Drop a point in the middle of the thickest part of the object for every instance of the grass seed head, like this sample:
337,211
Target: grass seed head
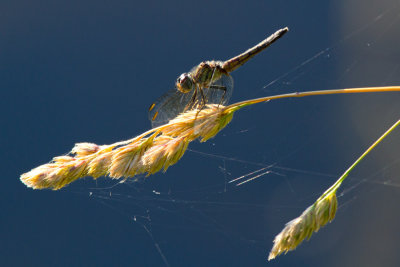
148,153
311,220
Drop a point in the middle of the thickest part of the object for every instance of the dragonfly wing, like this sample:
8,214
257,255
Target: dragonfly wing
219,91
167,107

> [WHAT TO PRODUCE]
A single number is the answer here: the count of lines in the material above holding the string "instance".

> [OUTPUT]
2